GIVEN EXERCISE:
Reproduce the wax and sealant test thread word for word from "im hoping to" to "it well protected.".

PASSAGE GIVEN:
▼
# wax v sealant test including zymol vintage and zaino



## sean20 (Jan 17, 2011)

i thought i would do abit of a test between a few of my lsps and as lately my collection of lsps has been growing rapidly its been getting harder for me to decide on what lsp i should use on my car and others cars. I also mentioned about doing a comparison betwean zymol vintage and glasur a few months back on hear when i was making my minde up on what one to go for.

this is the car that the test will be carried out on 









im hoping to use this car for shows this year and as im getting a van the car will be parked on the drive most of the time so il need it well protected.

on with the test, the contenders are

Zymol vintage
Zymol glasur 
zaino Z2 Z6 Z8
chemicalguys blacklight + V7

the test will take part on the bonnet

the car has been washed using 2BM with dodo BTBM and dryed with woolymamoth
please note that the bonnet dose need polishing as thers a few light marks and stone chips 









bonnet was clayed with zaino clay and megs last touch









clay after the bonnet 









hardly any contamination which i was very happy with as the car last got clayed back in august and has been used daily since

bonnet taped up 









i then chose to use a paint cleanser from the same manufacturer as of the wax/sealant in the rite areas 
so to start 








zymol hd cleanse on a zymol applicator was applied to the top left and rite hand side of the bonnet

next was chemical guys vertia bond 








this was applied to the bottom rite hand corner

then zaino Z-AIO








this was applied to the bottom left corner

i also used a new microfibre on every section throughout the test

applying the lsp

first up was glasur 
































i used a zymol foam applicator to apply. this wax went on very easy and spread well. also smelt nice 

next was chemical guys 








applied using a foam applicator. one pie size blob spread well and easy and didnt take long to cure

zaino 








zaino Z2 applied with a megs microfibre applicator. again one pie sized blob. spread well but not as easy as blacklight but this mite be down to the diferent applicators . smelt grate aswel

Zymol Vintage 









i chose to apply this with a zymol sponge applicator as it was only a small section i didnt see the need to apply by bare hands
this wax was a dream to use application was very easy and very little gose a long way and it seamed to just glide over the paint with ease 
you can just make out the wax curing hear









i left all the products to cure as manufacturers instructions and all received two applications

Zaino then received a Z6 wipedown followed by Z8 a hour later 
chemical guys received 2 applications of V7 a hour later

here are the products used on the selected areas of the bonnet 









hears a few finished 
















cant see a great deal in the cloudy conditions but il take more photos when the sun is out

now for the beading and water behaviour 
il let the photos do the talking


































vintage beading









glasur beading 









i was very imprest to see the difference between the waxs and sealants as you can clearly see and i think from doing this the decision of what i go with for the summer has just got harder but only time will tell as i monitor these as the weeks go on

i will keep this thread updated weekly and after every wash and when it rains for the next few months to see what one comes out on top

hopefully i can get some better photos aswel

thanks for viewing and all comments and feedback welcome


----------



## Derekh929 (Aug 28, 2011)
▲
GIVEN INFORMATION:
▼
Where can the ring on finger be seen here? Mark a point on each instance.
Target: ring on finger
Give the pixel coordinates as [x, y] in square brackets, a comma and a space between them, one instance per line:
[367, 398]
▲
TASK RESPONSE:
im hoping to use this car for shows this year and as im getting a van the car will be parked on the drive most of the time so il need it well protected.